* _EXERCISE TASK_:
Tally the lines in the items below that contain the string "above", matching case exactly, and reply with only that number.

____ ROWS

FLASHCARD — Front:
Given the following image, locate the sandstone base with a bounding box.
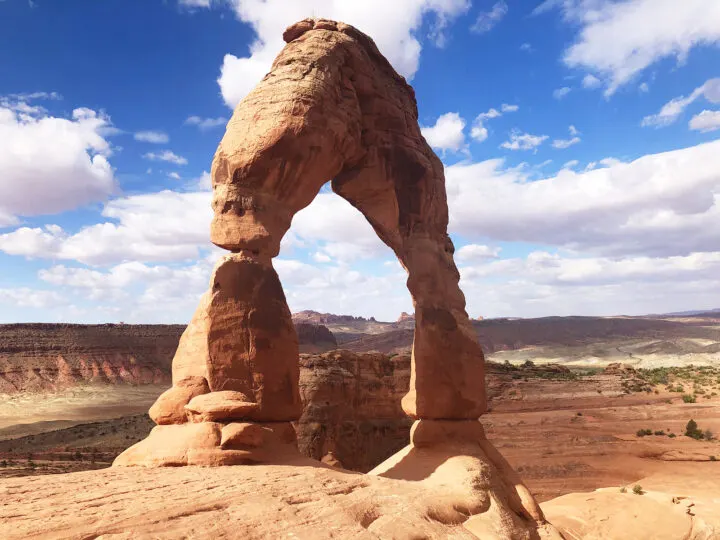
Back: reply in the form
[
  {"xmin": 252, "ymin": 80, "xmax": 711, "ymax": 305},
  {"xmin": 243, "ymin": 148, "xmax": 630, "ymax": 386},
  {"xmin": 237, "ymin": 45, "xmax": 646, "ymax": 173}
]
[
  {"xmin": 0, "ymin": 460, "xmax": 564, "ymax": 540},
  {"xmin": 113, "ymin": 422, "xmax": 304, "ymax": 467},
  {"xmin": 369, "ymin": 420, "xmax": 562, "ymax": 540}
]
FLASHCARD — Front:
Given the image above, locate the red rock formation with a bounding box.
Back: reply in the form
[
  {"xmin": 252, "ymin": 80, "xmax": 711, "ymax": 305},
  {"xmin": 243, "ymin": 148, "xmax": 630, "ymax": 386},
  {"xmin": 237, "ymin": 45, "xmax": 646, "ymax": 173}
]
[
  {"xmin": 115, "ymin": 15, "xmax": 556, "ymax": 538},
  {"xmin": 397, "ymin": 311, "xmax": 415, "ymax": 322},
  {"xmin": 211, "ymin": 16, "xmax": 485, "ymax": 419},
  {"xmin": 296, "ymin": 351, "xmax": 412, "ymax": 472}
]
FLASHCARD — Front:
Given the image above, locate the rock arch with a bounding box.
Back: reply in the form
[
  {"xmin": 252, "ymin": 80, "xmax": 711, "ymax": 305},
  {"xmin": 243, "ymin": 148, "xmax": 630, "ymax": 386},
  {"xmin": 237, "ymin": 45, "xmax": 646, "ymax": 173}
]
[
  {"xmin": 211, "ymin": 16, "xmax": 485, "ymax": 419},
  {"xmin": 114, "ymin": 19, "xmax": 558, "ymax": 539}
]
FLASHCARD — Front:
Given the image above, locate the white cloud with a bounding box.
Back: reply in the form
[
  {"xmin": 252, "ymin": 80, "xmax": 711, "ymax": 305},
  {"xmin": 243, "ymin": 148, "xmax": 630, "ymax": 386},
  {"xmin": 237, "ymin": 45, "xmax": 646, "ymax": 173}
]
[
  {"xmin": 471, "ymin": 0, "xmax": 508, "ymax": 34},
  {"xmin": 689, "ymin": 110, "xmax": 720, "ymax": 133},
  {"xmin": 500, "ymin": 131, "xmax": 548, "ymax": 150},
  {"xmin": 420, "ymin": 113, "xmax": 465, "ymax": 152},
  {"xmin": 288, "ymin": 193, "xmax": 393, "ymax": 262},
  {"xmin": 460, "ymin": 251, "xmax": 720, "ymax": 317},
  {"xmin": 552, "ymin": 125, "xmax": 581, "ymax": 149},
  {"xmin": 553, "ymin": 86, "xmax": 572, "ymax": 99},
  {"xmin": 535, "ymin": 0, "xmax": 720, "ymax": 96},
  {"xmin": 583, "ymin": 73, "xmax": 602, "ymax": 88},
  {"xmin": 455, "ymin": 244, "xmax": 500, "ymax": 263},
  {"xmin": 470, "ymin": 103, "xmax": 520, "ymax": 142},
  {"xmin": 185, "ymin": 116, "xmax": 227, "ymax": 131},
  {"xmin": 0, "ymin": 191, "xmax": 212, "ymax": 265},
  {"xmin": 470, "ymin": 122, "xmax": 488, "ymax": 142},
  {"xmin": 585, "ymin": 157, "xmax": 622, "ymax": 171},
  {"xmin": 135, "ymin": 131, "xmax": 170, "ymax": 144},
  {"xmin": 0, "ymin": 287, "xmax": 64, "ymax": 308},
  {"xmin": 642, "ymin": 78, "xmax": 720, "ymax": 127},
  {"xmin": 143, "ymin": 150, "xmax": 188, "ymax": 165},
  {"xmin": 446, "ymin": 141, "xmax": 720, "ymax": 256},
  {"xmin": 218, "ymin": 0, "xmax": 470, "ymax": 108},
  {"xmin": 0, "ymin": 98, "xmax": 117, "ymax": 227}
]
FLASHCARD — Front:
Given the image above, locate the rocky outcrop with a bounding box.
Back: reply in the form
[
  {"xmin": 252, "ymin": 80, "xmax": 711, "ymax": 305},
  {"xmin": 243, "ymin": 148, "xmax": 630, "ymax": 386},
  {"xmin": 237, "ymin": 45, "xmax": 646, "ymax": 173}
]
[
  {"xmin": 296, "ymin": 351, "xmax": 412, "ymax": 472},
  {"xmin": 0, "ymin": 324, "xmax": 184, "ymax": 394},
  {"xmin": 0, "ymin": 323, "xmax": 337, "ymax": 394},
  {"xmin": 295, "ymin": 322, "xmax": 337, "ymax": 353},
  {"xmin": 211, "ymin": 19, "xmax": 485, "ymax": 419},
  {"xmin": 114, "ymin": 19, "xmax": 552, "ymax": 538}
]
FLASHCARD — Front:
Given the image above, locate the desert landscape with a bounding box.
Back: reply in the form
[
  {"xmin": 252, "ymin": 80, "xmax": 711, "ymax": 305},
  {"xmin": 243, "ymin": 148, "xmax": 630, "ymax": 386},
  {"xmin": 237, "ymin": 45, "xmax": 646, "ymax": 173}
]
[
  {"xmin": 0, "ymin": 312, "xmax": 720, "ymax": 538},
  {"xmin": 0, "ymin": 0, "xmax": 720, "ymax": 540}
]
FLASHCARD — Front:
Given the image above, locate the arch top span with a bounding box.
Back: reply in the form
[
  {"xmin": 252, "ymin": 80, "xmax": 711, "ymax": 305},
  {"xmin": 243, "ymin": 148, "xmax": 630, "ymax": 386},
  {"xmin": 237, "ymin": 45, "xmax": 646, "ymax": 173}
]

________

* _CORRECT ANSWER_:
6